▸ Job: Each line from the one that contains "the black wetsuit" to the end of the material must be set down exactly, and no line before it.

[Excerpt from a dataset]
++++++++

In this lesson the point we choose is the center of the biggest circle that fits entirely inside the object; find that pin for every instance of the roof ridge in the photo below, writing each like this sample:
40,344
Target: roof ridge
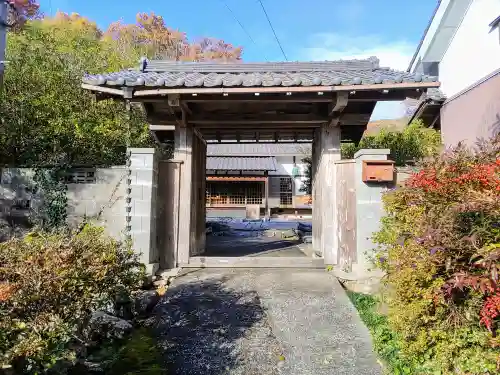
221,67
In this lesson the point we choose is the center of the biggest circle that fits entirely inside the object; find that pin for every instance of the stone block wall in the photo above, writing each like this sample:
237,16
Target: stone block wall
96,194
122,199
142,209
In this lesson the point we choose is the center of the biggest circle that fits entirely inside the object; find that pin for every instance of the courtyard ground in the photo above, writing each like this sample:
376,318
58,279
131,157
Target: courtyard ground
236,238
261,322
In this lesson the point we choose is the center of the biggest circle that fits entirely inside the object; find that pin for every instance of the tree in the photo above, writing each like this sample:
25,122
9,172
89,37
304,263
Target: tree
45,116
150,37
21,11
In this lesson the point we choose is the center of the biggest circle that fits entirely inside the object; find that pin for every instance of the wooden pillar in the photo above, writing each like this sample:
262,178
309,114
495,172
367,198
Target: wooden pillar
326,148
202,211
316,217
183,152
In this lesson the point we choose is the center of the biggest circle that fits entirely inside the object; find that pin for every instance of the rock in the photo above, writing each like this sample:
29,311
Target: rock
105,326
145,302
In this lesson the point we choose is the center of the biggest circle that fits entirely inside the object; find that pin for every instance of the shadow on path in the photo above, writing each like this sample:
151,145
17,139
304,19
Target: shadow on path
207,327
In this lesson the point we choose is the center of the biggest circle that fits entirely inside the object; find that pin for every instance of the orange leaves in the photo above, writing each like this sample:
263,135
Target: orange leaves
477,176
150,36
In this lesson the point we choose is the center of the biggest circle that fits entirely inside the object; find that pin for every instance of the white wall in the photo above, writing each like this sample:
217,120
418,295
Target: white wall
474,52
431,32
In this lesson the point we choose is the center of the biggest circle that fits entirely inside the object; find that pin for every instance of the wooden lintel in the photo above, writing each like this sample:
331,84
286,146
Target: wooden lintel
262,119
311,97
250,127
245,98
339,103
104,89
185,107
281,89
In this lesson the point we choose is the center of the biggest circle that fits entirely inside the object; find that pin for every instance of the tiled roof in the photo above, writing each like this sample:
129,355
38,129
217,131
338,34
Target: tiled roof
258,149
242,163
189,75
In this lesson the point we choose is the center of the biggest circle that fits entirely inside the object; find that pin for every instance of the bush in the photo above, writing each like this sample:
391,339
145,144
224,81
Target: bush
50,284
411,144
386,343
440,248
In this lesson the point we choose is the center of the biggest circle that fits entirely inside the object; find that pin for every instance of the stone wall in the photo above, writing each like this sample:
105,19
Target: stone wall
97,194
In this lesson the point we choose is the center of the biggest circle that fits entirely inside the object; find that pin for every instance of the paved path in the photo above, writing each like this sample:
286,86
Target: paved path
262,322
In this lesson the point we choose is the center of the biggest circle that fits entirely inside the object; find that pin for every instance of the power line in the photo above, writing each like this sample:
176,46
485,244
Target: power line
274,32
241,24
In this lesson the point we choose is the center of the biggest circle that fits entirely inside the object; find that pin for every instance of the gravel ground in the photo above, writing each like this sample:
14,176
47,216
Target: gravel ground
262,322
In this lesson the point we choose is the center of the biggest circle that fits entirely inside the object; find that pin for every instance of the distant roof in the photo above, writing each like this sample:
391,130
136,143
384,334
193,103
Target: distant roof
494,23
271,74
423,35
242,163
258,149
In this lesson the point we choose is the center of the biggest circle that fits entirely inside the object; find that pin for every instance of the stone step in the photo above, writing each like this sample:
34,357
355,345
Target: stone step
254,262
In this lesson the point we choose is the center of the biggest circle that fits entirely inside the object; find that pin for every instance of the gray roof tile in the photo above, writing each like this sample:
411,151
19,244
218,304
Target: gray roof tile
242,163
258,149
328,73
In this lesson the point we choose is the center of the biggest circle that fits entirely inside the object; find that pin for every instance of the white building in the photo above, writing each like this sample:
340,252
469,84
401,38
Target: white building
461,46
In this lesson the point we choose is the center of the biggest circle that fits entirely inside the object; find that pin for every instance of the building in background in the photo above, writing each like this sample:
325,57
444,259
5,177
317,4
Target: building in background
256,179
461,46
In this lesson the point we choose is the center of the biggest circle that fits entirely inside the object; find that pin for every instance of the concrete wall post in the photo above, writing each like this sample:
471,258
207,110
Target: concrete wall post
326,151
142,205
369,211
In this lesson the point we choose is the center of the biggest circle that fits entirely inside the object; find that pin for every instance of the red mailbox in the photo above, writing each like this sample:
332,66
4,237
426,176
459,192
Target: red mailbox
378,171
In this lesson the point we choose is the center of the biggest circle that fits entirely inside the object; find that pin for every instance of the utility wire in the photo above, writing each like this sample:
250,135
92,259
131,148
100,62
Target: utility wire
274,32
241,24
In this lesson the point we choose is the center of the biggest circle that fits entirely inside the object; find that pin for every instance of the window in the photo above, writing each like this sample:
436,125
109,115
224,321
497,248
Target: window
495,26
81,176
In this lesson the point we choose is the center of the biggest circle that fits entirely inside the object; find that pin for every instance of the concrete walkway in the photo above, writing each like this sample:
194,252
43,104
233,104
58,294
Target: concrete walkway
262,322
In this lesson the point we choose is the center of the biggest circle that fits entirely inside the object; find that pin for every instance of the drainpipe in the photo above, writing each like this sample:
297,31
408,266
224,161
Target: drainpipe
4,9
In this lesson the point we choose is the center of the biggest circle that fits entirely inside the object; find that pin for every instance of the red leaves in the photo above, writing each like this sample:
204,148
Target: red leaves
490,310
485,176
462,280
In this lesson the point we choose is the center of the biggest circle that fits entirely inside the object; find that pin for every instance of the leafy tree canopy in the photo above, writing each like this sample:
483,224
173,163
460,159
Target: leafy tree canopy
45,116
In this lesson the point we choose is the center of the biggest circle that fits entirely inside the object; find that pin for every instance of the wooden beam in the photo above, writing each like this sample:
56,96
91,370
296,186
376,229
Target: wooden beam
271,98
257,119
105,89
339,103
263,127
162,127
312,97
281,89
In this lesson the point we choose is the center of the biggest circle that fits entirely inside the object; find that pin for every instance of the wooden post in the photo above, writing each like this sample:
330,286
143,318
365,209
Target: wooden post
183,152
266,195
326,151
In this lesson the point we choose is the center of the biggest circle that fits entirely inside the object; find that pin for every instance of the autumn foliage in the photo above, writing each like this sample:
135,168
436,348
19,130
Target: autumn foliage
45,116
440,248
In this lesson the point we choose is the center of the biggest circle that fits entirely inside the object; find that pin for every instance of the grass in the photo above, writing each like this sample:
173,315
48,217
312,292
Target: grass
385,341
136,355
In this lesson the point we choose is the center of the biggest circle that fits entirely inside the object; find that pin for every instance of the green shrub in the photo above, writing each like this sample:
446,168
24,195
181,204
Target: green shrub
50,283
411,144
386,342
440,248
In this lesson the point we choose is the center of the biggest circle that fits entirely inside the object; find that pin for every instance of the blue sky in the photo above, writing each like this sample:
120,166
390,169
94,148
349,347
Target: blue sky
307,29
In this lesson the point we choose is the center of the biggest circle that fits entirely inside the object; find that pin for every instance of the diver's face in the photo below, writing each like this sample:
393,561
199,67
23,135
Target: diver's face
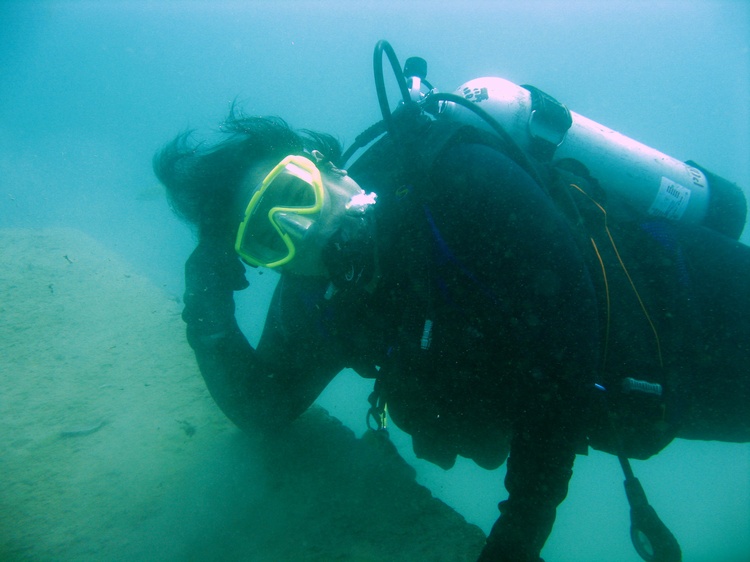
338,188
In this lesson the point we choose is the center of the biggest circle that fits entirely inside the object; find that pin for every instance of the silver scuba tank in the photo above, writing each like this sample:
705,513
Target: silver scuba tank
649,181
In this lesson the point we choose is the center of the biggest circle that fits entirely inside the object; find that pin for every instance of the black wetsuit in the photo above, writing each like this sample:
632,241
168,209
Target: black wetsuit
487,330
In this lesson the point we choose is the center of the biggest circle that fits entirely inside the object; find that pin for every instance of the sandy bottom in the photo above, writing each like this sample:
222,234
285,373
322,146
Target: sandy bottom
112,449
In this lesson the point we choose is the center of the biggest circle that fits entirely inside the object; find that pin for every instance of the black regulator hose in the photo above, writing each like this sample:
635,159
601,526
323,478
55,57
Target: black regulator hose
381,47
651,538
513,150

++++++++

▸ Result of the exercise:
In this lesson the point we choose is the center of the biggest circle that fits entirely inside the object; find that pin for every instance of the black wetsuit in the photo above, writing each like this sample:
632,241
168,209
Target: black wetsuit
487,330
In this lesson the point we choose is the center of the biggest circle that fits entirely inside the object; find that pin for every instance of the sandy bottom in the photo above, writing each like this sample:
222,234
285,373
322,146
Target: sandy bottom
112,449
In this lesson the point we choose is the center of the biggest circle that fits entirely inside the object; find that pin for every instance of the black regulator hose in the photo above, writing each like this sample:
635,159
601,526
323,478
55,57
Target: black regulator hose
381,47
651,538
513,150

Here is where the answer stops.